Location identification records:
════════════════════
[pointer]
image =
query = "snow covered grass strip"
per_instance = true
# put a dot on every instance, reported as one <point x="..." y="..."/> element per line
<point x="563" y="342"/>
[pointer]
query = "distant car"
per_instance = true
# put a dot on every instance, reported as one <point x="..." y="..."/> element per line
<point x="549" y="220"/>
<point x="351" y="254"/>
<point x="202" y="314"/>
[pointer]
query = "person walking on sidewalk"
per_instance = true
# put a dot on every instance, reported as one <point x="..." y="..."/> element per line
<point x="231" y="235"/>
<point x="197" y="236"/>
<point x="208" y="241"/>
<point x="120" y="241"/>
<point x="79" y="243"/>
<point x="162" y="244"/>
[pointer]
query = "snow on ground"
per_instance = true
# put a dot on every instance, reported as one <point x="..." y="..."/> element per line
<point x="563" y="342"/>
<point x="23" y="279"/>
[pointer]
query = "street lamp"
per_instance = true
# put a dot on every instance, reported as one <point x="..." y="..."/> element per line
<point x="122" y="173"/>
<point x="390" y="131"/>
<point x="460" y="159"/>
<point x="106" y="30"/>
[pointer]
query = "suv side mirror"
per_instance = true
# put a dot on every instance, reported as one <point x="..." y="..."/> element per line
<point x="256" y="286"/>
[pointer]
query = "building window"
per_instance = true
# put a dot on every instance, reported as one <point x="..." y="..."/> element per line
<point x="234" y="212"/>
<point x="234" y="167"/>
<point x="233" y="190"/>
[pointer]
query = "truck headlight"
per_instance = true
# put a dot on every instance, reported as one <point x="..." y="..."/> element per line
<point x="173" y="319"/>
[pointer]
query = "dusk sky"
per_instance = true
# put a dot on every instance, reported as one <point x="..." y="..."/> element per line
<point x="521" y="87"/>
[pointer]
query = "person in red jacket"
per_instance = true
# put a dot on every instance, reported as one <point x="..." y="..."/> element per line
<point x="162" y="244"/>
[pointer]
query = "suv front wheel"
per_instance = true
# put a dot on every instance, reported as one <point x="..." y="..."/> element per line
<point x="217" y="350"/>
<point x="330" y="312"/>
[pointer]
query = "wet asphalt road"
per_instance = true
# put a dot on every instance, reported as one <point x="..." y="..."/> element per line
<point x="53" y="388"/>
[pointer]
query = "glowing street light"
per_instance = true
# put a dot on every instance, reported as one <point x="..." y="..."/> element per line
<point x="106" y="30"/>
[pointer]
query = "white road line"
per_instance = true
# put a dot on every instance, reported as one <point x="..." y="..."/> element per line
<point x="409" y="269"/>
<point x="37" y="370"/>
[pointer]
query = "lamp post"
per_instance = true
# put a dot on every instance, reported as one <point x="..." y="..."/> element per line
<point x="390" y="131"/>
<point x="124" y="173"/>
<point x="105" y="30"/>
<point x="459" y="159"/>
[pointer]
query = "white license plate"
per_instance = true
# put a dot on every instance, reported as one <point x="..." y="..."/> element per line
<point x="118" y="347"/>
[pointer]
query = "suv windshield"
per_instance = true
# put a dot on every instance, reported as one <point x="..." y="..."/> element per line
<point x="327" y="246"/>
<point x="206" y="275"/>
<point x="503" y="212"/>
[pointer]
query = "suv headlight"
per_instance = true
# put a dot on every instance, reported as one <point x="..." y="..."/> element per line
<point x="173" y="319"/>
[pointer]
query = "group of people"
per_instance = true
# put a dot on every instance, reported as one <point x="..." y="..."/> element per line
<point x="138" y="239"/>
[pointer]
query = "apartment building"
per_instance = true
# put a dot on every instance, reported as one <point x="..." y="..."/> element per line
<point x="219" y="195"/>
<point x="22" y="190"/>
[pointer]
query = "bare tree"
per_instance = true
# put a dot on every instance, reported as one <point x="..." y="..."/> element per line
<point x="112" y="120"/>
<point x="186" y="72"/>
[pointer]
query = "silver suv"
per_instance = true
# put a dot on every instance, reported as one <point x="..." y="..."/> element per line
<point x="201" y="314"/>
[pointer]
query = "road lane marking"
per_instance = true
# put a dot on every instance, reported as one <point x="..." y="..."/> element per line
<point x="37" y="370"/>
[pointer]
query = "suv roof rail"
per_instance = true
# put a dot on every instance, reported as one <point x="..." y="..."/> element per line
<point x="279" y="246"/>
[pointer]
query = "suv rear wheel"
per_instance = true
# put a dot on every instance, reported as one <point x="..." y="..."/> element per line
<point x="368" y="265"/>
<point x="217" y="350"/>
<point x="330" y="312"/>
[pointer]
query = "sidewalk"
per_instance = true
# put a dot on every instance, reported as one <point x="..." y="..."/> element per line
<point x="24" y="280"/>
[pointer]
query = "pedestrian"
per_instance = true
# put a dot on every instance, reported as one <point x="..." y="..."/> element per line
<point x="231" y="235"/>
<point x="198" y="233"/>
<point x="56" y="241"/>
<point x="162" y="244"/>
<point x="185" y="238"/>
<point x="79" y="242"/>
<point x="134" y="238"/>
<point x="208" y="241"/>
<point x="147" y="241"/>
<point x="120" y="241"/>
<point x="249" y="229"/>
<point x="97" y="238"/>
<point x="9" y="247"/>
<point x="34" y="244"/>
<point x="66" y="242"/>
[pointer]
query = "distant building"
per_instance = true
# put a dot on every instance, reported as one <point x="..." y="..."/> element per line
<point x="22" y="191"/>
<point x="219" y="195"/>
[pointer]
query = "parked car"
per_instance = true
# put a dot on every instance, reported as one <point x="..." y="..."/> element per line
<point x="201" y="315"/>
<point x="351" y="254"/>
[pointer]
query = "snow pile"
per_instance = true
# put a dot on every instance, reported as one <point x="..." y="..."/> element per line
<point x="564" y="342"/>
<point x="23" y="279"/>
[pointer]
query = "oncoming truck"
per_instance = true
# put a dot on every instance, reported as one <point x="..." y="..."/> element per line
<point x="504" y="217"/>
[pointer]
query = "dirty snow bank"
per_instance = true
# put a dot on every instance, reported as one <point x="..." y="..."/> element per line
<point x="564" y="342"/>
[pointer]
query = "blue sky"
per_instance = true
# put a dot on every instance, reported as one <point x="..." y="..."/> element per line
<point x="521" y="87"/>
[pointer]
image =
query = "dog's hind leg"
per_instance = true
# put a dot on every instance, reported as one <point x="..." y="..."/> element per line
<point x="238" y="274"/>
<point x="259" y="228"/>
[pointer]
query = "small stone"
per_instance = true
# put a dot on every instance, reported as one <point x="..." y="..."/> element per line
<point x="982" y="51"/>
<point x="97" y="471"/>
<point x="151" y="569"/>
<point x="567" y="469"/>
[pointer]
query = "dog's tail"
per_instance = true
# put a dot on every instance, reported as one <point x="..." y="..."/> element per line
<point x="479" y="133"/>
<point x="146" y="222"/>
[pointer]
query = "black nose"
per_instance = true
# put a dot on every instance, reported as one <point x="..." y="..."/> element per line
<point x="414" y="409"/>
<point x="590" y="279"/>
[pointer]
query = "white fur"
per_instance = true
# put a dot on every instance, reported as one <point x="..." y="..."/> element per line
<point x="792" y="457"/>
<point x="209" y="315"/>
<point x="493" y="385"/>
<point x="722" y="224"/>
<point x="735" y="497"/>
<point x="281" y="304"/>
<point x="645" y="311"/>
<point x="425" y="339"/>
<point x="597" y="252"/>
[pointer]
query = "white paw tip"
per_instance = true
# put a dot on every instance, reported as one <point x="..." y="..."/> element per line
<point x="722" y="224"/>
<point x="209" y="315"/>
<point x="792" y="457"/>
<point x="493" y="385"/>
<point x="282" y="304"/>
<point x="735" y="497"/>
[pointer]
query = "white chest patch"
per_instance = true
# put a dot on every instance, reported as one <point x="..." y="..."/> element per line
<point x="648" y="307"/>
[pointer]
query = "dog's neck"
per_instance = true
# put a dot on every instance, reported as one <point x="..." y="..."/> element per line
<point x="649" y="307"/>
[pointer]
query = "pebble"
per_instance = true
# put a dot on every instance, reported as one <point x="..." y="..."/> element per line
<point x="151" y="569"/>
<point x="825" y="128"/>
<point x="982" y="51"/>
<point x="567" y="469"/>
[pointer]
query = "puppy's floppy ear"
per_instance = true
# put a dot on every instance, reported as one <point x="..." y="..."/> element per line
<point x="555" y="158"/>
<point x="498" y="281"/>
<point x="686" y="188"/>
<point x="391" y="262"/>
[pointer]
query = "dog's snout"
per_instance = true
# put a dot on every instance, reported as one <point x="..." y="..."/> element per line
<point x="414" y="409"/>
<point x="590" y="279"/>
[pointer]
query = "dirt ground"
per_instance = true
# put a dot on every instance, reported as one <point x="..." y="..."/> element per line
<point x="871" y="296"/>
════════════════════
Gather every line of the records that contains the string "headlight", and copy each one.

query = "truck headlight"
query = "suv headlight"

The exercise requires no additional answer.